— start of Document extract —

Re: [PATCH] xfsprogs: Issue smaller discards at mkfs

Eric Sandeen <sandeen@xxxxxxxxxxx> · Thu, 26 Oct 2017 12:49:53 -0500

On 10/26/17 11:25 AM, Darrick J. Wong wrote:
> On Thu, Oct 26, 2017 at 08:41:31AM -0600, Keith Busch wrote:
>> Running mkfs.xfs was discarding the entire capacity in a single range. The
>> block layer would split these into potentially many smaller requests
>> and dispatch all of them to the device at roughly the same time.
>>
>> SSD capacities are getting so large that full capacity discards will
>> take some time to complete. When discards are deeply queued, the block
>> layer may trigger timeout handling and IO failure, though the device is
>> operating normally.
>>
>> This patch uses smaller discard ranges in a loop for mkfs to avoid
>> risking such timeouts. The max discard range is arbitrarilly set to
>> 128GB in this patch.
> 
> I'd have thought devices would set sane blk_queue_max_discard_sectors
> so that the block layer doesn't send such a huge command that the kernel
> times out...
> 
> ...but then I actually went and grepped that in the kernel and
> discovered that nbd, zram, raid0, mtd, and nvme all pass in UINT_MAX,
> which is 2T.  Frighteningly xen-blkfront passes in get_capacity() (which
> overflows the unsigned int parameter on big virtual disks, I guess?).
> 
> (I still think this is the kernel's problem, not userspace's, but now
> with an extra layer of OMGWTF sprayed on.)

— end of Document extract —
— start of Record list —

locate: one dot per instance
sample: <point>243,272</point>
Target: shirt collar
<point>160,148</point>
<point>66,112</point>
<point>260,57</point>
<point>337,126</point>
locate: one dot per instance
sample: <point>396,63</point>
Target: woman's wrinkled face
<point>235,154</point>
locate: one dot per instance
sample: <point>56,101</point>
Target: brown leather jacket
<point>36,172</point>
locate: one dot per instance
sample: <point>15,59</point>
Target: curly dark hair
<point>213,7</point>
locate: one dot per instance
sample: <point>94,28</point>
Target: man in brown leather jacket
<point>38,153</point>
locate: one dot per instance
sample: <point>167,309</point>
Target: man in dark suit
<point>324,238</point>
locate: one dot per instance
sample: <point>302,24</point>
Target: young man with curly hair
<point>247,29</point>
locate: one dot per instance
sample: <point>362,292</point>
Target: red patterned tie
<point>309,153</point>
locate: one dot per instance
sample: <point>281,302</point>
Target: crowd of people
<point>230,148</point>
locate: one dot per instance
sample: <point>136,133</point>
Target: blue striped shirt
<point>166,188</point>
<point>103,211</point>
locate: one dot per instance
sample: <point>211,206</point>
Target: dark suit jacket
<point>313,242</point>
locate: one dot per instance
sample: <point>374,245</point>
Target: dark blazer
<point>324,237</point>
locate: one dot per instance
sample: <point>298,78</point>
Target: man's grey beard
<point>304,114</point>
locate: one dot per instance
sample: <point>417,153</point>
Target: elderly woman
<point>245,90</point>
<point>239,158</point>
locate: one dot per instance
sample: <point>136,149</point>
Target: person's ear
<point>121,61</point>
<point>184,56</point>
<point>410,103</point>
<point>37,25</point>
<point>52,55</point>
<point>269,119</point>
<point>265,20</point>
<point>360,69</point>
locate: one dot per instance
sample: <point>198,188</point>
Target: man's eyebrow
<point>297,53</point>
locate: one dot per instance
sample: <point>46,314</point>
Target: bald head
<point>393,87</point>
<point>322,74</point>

— end of Record list —

Task requirements => In the mailing-list reply about discards at mkfs, which drivers are said to pass in UINT_MAX? List them all.

Result of this exercise => nbd, zram, raid0, mtd, nvme